### TASK DETAILS:
Replace "white hair" with "gray hair" in the data starting at the line that contains "Each instance receives one keypoint. Tag the white hair" and ending at the line that contains "<point>481,717</point>". Write out those lines again with nothing else changed.

Position identification records
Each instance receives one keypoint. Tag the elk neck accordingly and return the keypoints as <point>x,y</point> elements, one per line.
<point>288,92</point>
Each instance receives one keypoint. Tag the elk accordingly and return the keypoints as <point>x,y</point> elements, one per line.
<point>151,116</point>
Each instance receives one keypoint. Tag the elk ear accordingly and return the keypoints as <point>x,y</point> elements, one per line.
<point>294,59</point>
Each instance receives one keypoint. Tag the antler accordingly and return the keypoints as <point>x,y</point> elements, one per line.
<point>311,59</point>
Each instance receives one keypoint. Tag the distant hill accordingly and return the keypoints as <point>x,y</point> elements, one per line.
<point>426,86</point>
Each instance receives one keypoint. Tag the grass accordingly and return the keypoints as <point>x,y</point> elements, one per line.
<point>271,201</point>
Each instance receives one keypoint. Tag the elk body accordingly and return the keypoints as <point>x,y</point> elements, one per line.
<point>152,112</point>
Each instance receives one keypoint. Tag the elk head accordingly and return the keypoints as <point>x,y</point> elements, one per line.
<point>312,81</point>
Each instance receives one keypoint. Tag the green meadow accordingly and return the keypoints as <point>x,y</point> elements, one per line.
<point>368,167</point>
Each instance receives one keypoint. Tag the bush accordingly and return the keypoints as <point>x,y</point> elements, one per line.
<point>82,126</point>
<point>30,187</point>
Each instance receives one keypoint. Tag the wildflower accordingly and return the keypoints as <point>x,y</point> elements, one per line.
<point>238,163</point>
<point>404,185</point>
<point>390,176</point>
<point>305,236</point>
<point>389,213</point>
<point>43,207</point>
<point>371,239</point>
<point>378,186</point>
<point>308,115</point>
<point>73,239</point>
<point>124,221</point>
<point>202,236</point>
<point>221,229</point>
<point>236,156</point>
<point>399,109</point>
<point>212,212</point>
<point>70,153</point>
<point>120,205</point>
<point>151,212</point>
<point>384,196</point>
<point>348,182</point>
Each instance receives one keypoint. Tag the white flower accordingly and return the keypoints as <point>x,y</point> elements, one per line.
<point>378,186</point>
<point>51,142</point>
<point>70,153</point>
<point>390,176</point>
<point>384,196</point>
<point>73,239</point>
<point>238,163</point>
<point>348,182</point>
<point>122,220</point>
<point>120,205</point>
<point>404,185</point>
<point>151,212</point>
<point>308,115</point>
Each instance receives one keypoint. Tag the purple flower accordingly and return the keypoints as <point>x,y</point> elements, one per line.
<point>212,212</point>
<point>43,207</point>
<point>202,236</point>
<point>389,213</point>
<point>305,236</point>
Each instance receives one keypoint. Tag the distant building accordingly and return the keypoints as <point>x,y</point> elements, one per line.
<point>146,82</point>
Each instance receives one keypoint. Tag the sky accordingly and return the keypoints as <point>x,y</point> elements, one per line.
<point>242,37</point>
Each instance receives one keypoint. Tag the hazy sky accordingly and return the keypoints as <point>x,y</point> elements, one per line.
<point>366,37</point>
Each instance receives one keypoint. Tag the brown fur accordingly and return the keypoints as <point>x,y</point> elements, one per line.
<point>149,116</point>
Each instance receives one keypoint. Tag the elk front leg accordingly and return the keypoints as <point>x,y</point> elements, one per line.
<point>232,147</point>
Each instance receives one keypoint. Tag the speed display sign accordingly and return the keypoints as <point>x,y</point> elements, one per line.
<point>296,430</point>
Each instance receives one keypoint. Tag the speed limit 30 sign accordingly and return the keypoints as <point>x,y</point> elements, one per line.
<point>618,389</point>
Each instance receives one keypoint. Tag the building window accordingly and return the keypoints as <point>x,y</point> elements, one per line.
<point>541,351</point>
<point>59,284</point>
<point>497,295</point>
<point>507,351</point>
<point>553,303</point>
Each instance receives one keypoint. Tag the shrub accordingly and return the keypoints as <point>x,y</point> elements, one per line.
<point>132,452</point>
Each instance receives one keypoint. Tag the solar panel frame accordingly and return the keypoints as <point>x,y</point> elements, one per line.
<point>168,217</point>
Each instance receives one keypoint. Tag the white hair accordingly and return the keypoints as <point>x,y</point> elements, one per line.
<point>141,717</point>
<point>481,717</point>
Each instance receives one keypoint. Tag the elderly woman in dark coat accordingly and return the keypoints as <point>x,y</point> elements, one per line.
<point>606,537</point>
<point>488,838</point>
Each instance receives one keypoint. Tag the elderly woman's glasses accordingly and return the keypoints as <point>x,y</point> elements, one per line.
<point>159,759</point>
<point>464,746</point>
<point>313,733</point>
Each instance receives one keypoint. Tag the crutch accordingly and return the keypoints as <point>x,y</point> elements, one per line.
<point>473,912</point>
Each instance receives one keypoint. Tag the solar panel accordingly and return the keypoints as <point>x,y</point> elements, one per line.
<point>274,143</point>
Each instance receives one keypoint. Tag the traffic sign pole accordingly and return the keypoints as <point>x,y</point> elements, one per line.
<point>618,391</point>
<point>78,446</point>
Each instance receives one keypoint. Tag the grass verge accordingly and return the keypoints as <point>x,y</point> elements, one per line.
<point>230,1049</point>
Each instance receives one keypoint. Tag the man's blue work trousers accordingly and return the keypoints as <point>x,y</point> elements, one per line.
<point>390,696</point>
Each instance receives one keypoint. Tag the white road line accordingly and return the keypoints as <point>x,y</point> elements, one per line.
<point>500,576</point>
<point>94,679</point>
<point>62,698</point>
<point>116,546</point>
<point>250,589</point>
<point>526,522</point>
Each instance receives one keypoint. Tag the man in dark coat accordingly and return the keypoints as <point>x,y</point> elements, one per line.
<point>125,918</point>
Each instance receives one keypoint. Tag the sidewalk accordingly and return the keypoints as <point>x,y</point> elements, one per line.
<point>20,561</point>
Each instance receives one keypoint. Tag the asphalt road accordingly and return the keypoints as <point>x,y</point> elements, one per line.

### SOLUTION TO THIS TASK:
Each instance receives one keypoint. Tag the gray hair accordingly and return the keypoints as <point>x,y</point> elements, one per line.
<point>141,717</point>
<point>481,717</point>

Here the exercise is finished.